- ZIEL DER ÜBUNG -
Beantworte anhand des Auszugs zur Synode unten diese Fragen:
(a) Woran arbeitet die Behörde von Kardinal Fernández laut dem Auszug bereits?
(b) An welchen Tagen leitete Timothy Radcliffe die geistlichen Einkehrtage?
(c) Welche Kommission leitet Kardinal Seán Patrick O'Malley?

---------- AUSGEWÄHLTER AUSZUG

Glaubenspräfekt Fernández beließ es aber nicht beim Zwischenbericht aus seiner Arbeitsgruppe – deren Mitglieder anders als bei den anderen Gruppen öffentlich nicht kommuniziert wurden. Der Kardinal kündigte an, dass seine Behörde bereits an einem neuen lehramtlichen Dokument zur Rolle der Frau in der Kirche arbeite. Dabei soll es um folgende Fragen gehen: Die Eigenart der sakramentalen Macht, die Beziehung zwischen dieser Macht und den Ämtern in der Kirche, den Ursprung der kirchlichen Ämter, die kirchlichen Ämter und Funktionen ohne sakramentale Weihe und schließlich die Probleme, die sich aus einer irrigen Auffassung kirchlicher Autorität ergeben. Die Einführung eines sakramentalen Diakonats für Frauen ist hiermit wohl eher nicht zu erwarten.
Schon im Vorfeld der Synode gab es dabei gewichtige Stimmen, die vor zu großen Reformerwartungen gewarnt hatten. So mahnte der prominente Religionsphilosoph und Priester Tomáš Halík: "Es ist unrealistisch, bald nach den beiden Synodentagungen in Rom sichtbare, also hauptsächlich äußere institutionelle Veränderungen zu erwarten." Ähnlich um Ausgleich bemüht zeigte sich auch der Dominikaner Timothy Radcliffe. Wie schon im vergangenen Jahr leitete er die geistlichen Einkehrtage am Montag und Dienstag vor dem Start der Synode. Dabei betonte er, es gebe in er Synodalaula keine "schrecklichen Konservativen" oder "furchterregenden Feministinnen". Der Synodenprediger bat die Synodalen daher darum, die Veranstaltung nicht als eine Konfrontation zwischen Konservativen und Reformern zu sehen.
Der Umgang von Frauen spielte danach auch bei der Bußvigil am Dienstagabend eine Rolle: In einem historischen Akt baten hochrangige Kirchenvertreter unter Führung von Papst Franziskus Gott und die Menschheit um Vergebung für sieben Verfehlungen. Dabei trugen hochrangige Kardinäle die Vergebungsbitten vor. Im Zentrum standen die Verfehlungen der Kirche im Umgang mit Missbrauch: "Ich bitte um Vergebung und schäme mich für all die Zeiten, in denen wir den Zustand des geweihten Dienstes und des geweihten Lebens benutzt haben, um diese schreckliche Sünde zu begehen, indem wir uns sicher und geschützt fühlten, während wir teuflisch von den Kleinen und Armen profitierten", sagte etwa der US-amerikanische Kardinal Seán Patrick O'Malley, der die vatikanische Kinderschutzkommission leitet.

--------------------
---------- ANGEZEIGTE DATEN

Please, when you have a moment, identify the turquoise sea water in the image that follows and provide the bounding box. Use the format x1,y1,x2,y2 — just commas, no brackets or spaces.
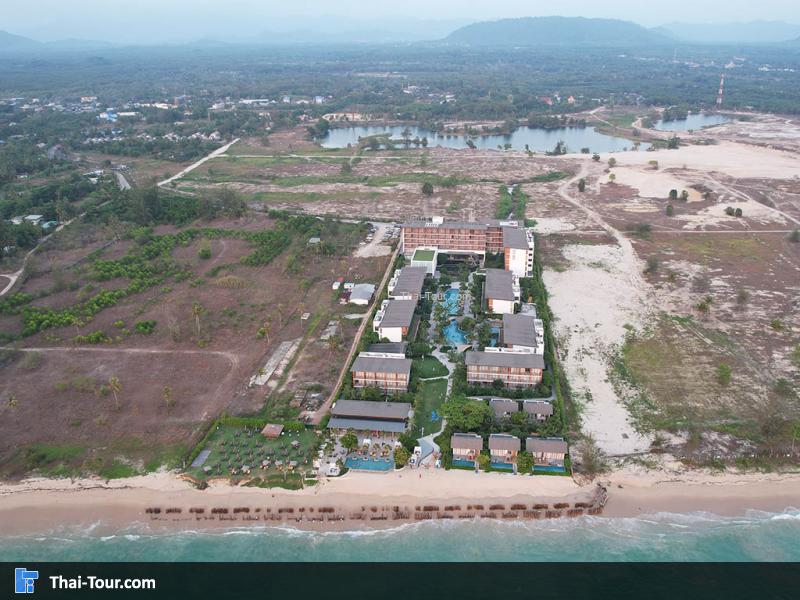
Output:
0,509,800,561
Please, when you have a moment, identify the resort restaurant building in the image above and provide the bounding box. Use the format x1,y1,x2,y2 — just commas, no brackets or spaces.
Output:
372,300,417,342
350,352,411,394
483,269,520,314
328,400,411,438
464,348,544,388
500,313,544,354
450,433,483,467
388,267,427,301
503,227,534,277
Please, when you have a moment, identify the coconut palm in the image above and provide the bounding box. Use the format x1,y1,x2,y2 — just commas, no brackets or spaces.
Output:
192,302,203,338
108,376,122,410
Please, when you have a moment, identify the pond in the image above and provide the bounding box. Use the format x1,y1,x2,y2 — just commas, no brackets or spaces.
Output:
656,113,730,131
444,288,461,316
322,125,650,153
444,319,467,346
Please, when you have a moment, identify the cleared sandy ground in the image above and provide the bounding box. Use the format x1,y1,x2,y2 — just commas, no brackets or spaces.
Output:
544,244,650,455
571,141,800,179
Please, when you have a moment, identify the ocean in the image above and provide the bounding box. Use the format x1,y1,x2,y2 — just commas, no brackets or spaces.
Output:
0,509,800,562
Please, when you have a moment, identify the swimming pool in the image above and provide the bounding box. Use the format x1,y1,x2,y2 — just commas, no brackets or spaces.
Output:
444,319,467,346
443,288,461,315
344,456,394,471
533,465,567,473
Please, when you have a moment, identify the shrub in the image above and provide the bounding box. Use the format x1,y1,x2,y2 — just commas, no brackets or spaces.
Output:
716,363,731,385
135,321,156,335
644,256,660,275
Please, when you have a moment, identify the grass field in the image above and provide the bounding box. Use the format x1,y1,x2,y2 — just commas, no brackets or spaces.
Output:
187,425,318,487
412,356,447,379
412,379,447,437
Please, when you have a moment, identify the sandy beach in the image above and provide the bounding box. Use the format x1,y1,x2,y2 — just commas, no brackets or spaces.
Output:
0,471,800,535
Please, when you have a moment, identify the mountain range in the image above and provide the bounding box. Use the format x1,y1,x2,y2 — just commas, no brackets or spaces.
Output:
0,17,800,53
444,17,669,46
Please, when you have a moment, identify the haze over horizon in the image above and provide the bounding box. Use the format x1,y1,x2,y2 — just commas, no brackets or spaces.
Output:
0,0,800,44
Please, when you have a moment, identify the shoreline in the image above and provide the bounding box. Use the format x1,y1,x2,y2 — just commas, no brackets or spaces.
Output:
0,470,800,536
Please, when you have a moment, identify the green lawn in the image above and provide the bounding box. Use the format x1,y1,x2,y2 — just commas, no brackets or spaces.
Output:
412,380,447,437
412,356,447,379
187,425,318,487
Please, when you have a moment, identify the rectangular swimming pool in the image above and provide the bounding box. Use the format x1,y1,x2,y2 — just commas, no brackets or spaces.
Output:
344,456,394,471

--------------------
---------- ANGEZEIGTE DATEN

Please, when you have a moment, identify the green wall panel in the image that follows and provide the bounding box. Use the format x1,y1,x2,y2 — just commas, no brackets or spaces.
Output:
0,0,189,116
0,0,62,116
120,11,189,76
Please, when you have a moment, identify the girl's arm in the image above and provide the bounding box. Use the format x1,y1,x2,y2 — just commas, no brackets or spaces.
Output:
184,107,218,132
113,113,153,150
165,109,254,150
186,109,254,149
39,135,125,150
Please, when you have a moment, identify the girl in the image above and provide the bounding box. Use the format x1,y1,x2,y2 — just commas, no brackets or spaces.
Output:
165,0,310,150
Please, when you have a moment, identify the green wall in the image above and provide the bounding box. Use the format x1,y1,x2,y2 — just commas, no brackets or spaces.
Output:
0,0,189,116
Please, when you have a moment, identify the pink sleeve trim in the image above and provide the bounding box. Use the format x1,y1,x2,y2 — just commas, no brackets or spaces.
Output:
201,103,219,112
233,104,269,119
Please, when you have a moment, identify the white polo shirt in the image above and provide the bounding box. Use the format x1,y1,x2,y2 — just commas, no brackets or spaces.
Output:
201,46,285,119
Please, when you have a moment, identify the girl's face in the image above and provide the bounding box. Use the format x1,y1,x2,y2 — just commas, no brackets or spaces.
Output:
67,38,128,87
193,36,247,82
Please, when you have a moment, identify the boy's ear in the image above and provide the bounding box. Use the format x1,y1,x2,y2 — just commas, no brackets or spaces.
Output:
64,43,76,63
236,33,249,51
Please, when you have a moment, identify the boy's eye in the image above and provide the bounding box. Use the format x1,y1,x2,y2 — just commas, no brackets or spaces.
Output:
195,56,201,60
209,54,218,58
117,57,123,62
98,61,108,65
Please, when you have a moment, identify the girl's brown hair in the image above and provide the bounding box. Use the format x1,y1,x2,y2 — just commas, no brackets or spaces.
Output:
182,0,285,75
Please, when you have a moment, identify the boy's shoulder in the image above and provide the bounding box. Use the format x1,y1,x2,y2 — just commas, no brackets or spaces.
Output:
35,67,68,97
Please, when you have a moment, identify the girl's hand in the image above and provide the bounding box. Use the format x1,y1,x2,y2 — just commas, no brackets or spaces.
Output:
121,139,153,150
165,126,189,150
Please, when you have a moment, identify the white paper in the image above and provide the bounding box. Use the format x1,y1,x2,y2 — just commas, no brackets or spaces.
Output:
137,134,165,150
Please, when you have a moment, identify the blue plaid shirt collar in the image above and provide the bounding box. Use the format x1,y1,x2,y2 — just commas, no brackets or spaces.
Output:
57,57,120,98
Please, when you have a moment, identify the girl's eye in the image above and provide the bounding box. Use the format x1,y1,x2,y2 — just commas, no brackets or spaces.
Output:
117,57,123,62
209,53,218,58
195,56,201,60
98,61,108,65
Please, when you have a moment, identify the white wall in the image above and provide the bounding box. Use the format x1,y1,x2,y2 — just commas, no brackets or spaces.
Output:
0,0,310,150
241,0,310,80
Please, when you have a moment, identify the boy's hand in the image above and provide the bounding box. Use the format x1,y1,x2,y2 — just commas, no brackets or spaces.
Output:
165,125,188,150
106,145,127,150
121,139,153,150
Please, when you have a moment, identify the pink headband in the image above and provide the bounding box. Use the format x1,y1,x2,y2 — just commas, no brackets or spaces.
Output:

--------------------

- LÖSUNG DER ÜBUNG -
(a) An einem neuen lehramtlichen Dokument zur Rolle der Frau in der Kirche.
(b) Am Montag und Dienstag vor dem Start der Synode.
(c) Die vatikanische Kinderschutzkommission.